In the entries below, find each line with the word "kitchen" and return it.

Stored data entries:
★ ★ ★

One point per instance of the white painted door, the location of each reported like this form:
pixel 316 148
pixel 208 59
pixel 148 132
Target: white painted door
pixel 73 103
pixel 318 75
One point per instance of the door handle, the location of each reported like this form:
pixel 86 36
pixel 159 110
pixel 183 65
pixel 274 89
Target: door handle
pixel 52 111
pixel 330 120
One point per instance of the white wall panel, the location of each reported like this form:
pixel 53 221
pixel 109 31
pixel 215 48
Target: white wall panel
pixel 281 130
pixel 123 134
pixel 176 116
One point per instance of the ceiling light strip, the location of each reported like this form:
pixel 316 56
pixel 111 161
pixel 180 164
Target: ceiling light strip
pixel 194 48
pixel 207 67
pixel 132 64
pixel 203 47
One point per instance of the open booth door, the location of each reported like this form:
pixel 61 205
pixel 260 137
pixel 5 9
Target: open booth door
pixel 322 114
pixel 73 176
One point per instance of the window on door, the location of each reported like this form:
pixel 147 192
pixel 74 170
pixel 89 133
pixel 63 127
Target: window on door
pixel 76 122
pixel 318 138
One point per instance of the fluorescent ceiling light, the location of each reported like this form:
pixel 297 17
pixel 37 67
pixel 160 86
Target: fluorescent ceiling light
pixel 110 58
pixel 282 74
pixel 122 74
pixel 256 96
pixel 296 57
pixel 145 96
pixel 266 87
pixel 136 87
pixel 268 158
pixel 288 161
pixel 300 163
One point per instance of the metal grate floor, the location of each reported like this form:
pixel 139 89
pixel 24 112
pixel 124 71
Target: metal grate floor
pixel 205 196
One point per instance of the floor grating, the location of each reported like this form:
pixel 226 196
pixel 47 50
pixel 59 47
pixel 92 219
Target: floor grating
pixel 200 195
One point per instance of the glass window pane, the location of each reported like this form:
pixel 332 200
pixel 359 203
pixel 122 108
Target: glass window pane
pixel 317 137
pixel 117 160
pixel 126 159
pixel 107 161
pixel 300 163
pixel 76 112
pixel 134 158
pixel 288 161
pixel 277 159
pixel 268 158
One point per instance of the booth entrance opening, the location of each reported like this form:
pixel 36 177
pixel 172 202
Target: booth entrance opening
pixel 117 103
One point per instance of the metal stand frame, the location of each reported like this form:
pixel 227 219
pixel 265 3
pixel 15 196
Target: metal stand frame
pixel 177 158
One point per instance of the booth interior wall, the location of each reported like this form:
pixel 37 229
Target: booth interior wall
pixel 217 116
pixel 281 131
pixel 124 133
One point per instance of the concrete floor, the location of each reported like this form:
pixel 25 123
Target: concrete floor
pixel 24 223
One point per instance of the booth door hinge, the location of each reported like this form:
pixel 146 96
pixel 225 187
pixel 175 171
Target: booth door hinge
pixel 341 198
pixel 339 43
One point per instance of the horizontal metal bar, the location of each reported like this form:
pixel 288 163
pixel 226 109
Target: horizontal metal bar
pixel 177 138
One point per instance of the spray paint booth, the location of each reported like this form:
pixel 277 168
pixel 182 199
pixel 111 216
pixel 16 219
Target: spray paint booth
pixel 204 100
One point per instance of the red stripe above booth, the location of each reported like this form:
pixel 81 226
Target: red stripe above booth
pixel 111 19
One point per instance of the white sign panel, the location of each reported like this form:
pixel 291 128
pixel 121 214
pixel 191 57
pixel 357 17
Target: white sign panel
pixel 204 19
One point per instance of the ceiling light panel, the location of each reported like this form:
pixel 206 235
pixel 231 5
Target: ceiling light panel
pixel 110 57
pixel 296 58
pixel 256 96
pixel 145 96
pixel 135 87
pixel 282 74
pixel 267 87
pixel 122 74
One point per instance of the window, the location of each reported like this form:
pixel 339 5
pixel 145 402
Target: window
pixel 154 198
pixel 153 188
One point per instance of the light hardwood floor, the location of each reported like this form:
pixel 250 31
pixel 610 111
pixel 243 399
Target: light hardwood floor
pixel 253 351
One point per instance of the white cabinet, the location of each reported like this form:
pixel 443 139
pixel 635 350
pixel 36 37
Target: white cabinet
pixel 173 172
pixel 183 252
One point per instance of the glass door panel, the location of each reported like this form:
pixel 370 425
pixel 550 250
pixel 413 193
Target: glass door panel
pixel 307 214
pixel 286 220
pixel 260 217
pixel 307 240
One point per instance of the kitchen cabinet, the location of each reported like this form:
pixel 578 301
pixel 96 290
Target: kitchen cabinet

★ ★ ★

**Response to the task:**
One point per instance of the kitchen cabinet, the location of each reported like this form:
Target: kitchen cabinet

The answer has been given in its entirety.